◆ **Set problem**
How many lines in the rows below contain the word "branch"? Reply with the number alone.

◆ **Records provided**
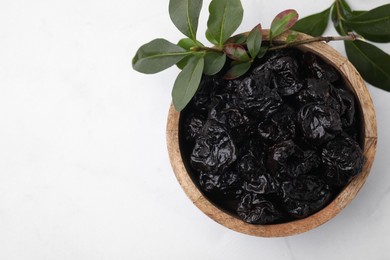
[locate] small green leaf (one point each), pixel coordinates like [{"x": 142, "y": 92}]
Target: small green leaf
[
  {"x": 373, "y": 25},
  {"x": 356, "y": 13},
  {"x": 187, "y": 82},
  {"x": 339, "y": 13},
  {"x": 181, "y": 64},
  {"x": 210, "y": 38},
  {"x": 225, "y": 17},
  {"x": 292, "y": 37},
  {"x": 185, "y": 15},
  {"x": 262, "y": 52},
  {"x": 213, "y": 62},
  {"x": 237, "y": 39},
  {"x": 371, "y": 62},
  {"x": 237, "y": 70},
  {"x": 314, "y": 25},
  {"x": 282, "y": 22},
  {"x": 157, "y": 55},
  {"x": 254, "y": 41},
  {"x": 236, "y": 52},
  {"x": 186, "y": 43}
]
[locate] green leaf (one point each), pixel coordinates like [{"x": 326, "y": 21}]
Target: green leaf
[
  {"x": 187, "y": 82},
  {"x": 314, "y": 25},
  {"x": 237, "y": 39},
  {"x": 262, "y": 52},
  {"x": 236, "y": 52},
  {"x": 254, "y": 41},
  {"x": 157, "y": 55},
  {"x": 181, "y": 64},
  {"x": 213, "y": 62},
  {"x": 225, "y": 17},
  {"x": 292, "y": 37},
  {"x": 371, "y": 62},
  {"x": 185, "y": 15},
  {"x": 237, "y": 70},
  {"x": 373, "y": 25},
  {"x": 340, "y": 12},
  {"x": 356, "y": 13},
  {"x": 282, "y": 22},
  {"x": 211, "y": 38}
]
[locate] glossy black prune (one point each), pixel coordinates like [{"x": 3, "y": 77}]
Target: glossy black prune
[
  {"x": 229, "y": 183},
  {"x": 214, "y": 150},
  {"x": 346, "y": 106},
  {"x": 193, "y": 126},
  {"x": 261, "y": 184},
  {"x": 255, "y": 209},
  {"x": 258, "y": 100},
  {"x": 276, "y": 144},
  {"x": 286, "y": 80},
  {"x": 342, "y": 159},
  {"x": 286, "y": 160},
  {"x": 305, "y": 195},
  {"x": 279, "y": 126},
  {"x": 320, "y": 69},
  {"x": 319, "y": 123}
]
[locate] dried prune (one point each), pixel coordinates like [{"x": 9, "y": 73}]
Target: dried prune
[
  {"x": 214, "y": 150},
  {"x": 319, "y": 68},
  {"x": 279, "y": 126},
  {"x": 255, "y": 209},
  {"x": 319, "y": 123},
  {"x": 261, "y": 184},
  {"x": 228, "y": 184},
  {"x": 304, "y": 195},
  {"x": 288, "y": 160},
  {"x": 277, "y": 144},
  {"x": 342, "y": 159},
  {"x": 286, "y": 79},
  {"x": 315, "y": 91},
  {"x": 193, "y": 126},
  {"x": 226, "y": 112},
  {"x": 346, "y": 106},
  {"x": 256, "y": 99}
]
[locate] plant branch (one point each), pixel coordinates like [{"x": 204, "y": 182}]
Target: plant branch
[
  {"x": 349, "y": 37},
  {"x": 203, "y": 48}
]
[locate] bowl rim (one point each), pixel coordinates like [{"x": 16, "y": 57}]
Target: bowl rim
[{"x": 369, "y": 138}]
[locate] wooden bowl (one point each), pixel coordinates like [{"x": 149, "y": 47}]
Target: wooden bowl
[{"x": 356, "y": 84}]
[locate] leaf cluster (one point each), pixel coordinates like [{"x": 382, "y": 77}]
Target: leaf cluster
[
  {"x": 373, "y": 25},
  {"x": 194, "y": 58}
]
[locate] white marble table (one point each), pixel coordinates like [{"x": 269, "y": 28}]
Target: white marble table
[{"x": 84, "y": 171}]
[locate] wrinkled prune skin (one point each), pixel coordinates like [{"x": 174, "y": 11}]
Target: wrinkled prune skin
[
  {"x": 228, "y": 184},
  {"x": 261, "y": 184},
  {"x": 258, "y": 100},
  {"x": 346, "y": 107},
  {"x": 315, "y": 91},
  {"x": 193, "y": 126},
  {"x": 305, "y": 195},
  {"x": 280, "y": 126},
  {"x": 287, "y": 79},
  {"x": 287, "y": 160},
  {"x": 255, "y": 209},
  {"x": 225, "y": 111},
  {"x": 342, "y": 159},
  {"x": 276, "y": 144},
  {"x": 214, "y": 150},
  {"x": 320, "y": 69},
  {"x": 319, "y": 123}
]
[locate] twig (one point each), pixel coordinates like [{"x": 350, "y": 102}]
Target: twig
[{"x": 349, "y": 37}]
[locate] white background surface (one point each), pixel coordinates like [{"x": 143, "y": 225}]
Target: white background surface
[{"x": 84, "y": 171}]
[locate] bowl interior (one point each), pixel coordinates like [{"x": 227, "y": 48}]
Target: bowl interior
[{"x": 368, "y": 138}]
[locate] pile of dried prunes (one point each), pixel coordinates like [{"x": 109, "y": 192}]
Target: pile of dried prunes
[{"x": 278, "y": 143}]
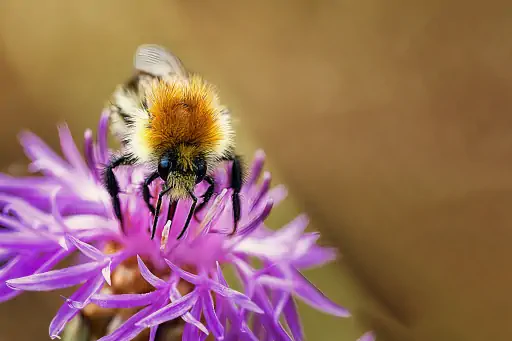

◆ **Solution for this task**
2